◆ Text segment
- - - - - - -

Thirdly, AU member states need to give teeth to the African Court on Human and People’s Rights. The African Court on Human and People’s Rights was established in June 1998 as a continental mechanism to ensure protection of human and people’s rights in Africa. The lack of adequate funding from African countries denies Africans from having a legal framework that understands their contexts and that can promote and protect their rights and those of their communities. Lack of funding and political will from AU member states further prevent the continent from ending the bad culture of impunity. The performance of the African Court on Human and People’s Rights over the last 15 years also demonstrates the challenges that the continent still has in bringing about justice and reconciliation among African people.

- - - - - - -

◆ Data for processing

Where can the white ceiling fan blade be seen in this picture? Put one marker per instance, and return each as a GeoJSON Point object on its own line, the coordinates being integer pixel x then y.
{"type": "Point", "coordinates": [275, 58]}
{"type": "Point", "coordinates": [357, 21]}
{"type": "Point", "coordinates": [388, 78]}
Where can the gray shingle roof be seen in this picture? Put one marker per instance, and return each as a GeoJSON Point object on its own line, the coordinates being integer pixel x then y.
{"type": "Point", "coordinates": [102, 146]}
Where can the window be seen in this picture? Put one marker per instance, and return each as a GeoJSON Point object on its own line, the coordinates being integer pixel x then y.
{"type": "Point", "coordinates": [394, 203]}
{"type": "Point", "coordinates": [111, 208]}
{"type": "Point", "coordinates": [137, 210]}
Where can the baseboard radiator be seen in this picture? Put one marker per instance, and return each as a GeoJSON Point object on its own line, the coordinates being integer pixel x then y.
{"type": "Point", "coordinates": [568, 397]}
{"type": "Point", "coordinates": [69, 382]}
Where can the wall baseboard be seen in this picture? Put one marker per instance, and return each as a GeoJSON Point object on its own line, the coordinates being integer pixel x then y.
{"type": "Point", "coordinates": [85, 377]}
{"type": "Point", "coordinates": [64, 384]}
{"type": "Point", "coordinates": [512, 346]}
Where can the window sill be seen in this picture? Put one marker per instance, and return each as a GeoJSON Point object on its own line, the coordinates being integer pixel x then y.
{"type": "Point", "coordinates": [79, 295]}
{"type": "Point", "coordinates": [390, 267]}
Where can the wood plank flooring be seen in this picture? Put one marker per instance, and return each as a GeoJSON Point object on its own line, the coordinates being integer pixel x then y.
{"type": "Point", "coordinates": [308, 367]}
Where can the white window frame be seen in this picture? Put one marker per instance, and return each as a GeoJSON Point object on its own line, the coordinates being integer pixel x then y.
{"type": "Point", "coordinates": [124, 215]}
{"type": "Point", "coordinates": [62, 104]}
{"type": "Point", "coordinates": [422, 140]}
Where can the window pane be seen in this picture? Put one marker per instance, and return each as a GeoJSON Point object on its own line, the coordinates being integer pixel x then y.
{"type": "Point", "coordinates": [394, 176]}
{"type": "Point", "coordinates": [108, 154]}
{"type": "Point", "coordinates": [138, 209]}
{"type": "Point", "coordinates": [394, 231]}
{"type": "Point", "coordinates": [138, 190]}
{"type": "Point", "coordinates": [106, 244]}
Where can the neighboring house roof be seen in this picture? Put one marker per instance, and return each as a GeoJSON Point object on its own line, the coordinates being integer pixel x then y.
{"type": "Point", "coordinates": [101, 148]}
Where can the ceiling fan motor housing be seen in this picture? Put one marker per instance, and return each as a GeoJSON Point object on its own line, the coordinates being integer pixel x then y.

- - - - - - -

◆ Requests
a – In the text on the African Court, when was the African Court on Human and People's Rights established?
b – Collect every line of the listing that contains the word "window", matching case exactly.

◆ Per-task answers
a – It was established in June 1998.

b –
Where can the window be seen in this picture? Put one marker per instance, and return each as a GeoJSON Point object on its own line, the coordinates being integer pixel x then y.
Where can the window sill be seen in this picture? Put one marker per instance, and return each as a GeoJSON Point object on its own line, the coordinates being integer pixel x then y.
Where can the white window frame be seen in this picture? Put one marker per instance, and return each as a GeoJSON Point object on its own line, the coordinates being integer pixel x then y.
Where can the window pane be seen in this picture? Put one marker per instance, and return each as a GeoJSON Point object on its own line, the coordinates being integer pixel x then y.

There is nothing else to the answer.